Given request 1
Reproduce the passage of the computer parts price project description below, starting with "I haven't find" and going on through "easier for analytics.".

Provided text
Project is not maintained anymore and probably will never be again. Whole python code used for data scrapping is pasted into a notebook attached to this project. I'm sorry for the inconvenience.
Context
Data warehouse has been created as a University project throughout 3 months (march - may 2018).
I haven't find any useful databases containing historical prices of many computer parts (CPUs, GPUs and RAMs), so I had to web scrap it from web prices comparison engines:
For webscrapping I've used Python with BeautifulSoup
library as well as PCPartPicker-API
.
Stuff that I'd like to add but I have no time to do it:
- Compare RAM prices with raising demand for memory chips in smartphones industry and Data Centers for cloud computing
- Scrap more price comparison engines
- Add new dimension for
DIM_PROD_GPU
-> Series
. I've made it too shallow and my analysis wasn't so great, additional step between Manufacturer
and Product Name
would make it easier for analytics.

Given request 2
Report every line of the records below that contains the word "trace".

(Records from a dataset)

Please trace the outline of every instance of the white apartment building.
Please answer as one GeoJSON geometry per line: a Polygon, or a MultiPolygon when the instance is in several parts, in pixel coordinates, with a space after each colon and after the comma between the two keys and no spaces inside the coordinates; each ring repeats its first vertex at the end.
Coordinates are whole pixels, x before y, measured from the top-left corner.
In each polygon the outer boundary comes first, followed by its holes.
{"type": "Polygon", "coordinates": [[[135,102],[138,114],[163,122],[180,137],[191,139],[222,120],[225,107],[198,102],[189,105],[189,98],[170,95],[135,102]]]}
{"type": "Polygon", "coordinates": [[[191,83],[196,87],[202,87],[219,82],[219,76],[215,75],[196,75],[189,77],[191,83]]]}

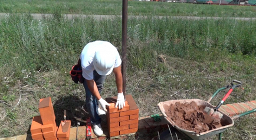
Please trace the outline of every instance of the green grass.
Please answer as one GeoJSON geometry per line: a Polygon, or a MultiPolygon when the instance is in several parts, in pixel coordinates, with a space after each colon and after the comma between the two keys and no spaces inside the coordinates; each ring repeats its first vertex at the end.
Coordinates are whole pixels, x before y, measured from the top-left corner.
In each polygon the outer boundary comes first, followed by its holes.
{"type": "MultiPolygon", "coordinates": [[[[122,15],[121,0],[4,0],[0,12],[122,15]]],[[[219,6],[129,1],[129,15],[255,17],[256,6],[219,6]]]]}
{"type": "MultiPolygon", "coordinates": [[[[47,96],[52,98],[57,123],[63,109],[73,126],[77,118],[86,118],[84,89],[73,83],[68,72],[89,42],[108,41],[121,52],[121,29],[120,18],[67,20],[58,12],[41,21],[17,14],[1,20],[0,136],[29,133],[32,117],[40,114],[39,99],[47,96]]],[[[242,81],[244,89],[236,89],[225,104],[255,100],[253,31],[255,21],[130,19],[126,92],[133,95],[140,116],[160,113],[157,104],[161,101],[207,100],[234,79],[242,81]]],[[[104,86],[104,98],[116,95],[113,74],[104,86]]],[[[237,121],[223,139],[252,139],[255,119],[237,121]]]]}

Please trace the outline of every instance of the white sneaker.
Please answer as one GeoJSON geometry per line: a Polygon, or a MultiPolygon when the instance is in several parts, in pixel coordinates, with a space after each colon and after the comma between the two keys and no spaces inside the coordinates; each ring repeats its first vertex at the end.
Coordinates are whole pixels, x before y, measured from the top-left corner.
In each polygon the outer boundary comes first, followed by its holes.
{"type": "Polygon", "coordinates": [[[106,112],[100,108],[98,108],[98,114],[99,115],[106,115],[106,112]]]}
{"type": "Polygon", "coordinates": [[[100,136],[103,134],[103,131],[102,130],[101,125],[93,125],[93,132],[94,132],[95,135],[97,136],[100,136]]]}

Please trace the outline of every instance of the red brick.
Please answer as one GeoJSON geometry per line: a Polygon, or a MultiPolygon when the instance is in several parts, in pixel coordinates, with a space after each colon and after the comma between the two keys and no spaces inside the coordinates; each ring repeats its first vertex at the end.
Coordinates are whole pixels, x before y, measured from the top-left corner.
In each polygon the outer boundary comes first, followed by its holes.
* * *
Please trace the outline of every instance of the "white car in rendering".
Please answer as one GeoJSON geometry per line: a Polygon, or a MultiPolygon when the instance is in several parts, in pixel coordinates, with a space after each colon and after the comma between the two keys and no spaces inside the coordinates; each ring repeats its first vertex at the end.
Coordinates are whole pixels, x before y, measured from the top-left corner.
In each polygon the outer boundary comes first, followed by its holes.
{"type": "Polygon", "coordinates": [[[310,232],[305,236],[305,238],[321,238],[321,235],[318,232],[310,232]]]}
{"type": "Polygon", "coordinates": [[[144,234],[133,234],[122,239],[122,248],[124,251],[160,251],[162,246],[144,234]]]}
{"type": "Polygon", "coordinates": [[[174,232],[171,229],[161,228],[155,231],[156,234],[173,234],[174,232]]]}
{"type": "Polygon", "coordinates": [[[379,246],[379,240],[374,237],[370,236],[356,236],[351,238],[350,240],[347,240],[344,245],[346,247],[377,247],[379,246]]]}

Correct result 1
I haven't find any useful databases containing historical prices of many computer parts (CPUs, GPUs and RAMs), so I had to web scrap it from web prices comparison engines:
For webscrapping I've used Python with BeautifulSoup
library as well as PCPartPicker-API
.
Stuff that I'd like to add but I have no time to do it:
- Compare RAM prices with raising demand for memory chips in smartphones industry and Data Centers for cloud computing
- Scrap more price comparison engines
- Add new dimension for
DIM_PROD_GPU
-> Series
. I've made it too shallow and my analysis wasn't so great, additional step between Manufacturer
and Product Name
would make it easier for analytics.

Correct result 2
Please trace the outline of every instance of the white apartment building.
Please trace the outline of every instance of the green grass.
Please trace the outline of every instance of the white sneaker.
Please trace the outline of every instance of the red brick.
Please trace the outline of every instance of the "white car in rendering".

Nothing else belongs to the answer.